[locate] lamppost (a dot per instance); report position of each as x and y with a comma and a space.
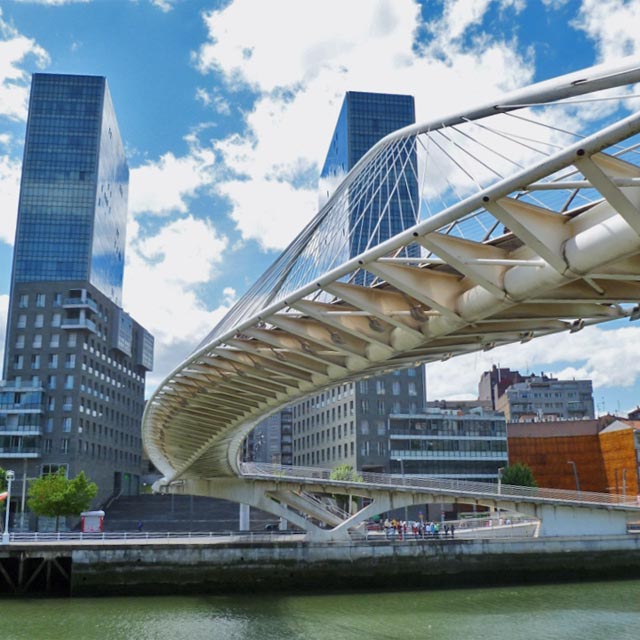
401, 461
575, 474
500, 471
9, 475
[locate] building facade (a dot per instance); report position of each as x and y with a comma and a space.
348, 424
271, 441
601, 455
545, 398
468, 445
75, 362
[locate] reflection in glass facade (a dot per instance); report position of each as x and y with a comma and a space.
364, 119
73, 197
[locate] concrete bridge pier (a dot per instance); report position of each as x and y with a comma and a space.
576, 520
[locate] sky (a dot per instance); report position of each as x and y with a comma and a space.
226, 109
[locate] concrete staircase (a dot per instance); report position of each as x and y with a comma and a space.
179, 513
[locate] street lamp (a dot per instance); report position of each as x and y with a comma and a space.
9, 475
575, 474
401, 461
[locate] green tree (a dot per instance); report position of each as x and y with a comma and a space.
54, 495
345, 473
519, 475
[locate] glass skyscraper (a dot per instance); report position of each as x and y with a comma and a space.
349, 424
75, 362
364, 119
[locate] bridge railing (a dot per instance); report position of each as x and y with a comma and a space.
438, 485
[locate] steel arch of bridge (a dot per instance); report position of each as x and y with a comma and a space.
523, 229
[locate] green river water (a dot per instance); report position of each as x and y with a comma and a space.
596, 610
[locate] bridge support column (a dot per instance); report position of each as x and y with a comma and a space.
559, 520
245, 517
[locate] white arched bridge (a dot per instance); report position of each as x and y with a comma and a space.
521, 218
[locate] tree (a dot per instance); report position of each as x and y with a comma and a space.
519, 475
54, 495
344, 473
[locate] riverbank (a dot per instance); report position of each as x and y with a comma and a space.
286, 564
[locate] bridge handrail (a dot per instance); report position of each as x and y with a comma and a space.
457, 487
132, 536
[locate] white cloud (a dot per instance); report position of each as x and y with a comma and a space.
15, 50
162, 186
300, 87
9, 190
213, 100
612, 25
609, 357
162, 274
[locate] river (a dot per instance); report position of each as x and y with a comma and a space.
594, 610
...
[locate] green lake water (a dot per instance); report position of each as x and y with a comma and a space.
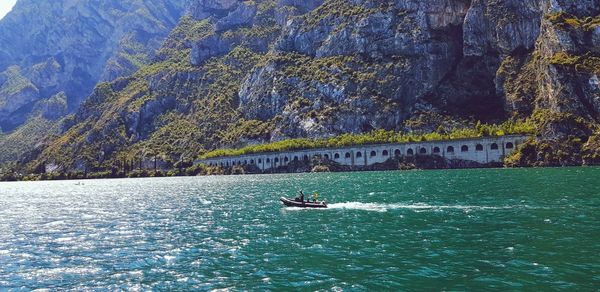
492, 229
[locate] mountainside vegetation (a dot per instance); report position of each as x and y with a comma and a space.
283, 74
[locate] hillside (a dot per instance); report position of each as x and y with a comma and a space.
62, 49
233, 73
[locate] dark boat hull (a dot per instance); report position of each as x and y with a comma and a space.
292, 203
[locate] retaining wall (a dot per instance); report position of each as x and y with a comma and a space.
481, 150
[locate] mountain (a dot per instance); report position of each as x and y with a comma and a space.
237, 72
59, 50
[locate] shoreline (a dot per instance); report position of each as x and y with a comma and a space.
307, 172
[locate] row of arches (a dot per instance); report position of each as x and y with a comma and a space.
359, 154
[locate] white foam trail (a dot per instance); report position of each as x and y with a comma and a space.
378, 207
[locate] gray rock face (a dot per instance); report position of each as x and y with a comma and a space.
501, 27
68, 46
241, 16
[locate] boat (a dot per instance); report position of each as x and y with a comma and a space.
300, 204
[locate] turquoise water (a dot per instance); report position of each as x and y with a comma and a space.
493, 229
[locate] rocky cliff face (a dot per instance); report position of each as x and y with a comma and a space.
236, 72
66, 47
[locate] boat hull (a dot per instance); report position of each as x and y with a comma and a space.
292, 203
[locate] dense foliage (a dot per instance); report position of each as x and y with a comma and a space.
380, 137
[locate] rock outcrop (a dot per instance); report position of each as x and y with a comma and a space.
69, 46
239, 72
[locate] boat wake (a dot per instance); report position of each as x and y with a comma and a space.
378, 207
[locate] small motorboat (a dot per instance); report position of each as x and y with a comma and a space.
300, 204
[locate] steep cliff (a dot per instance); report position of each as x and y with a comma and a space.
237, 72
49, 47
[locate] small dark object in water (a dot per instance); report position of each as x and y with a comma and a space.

- What is required -
Copy out each line in the rows above that contains the string "small". Case counts.

- Completed exercise -
[locate] small motorboat (a dot per instance); report position of each as x and y with a comma and a space.
[locate] small dark object in water (a dot per instance); report position of each as x and y with a comma and a space.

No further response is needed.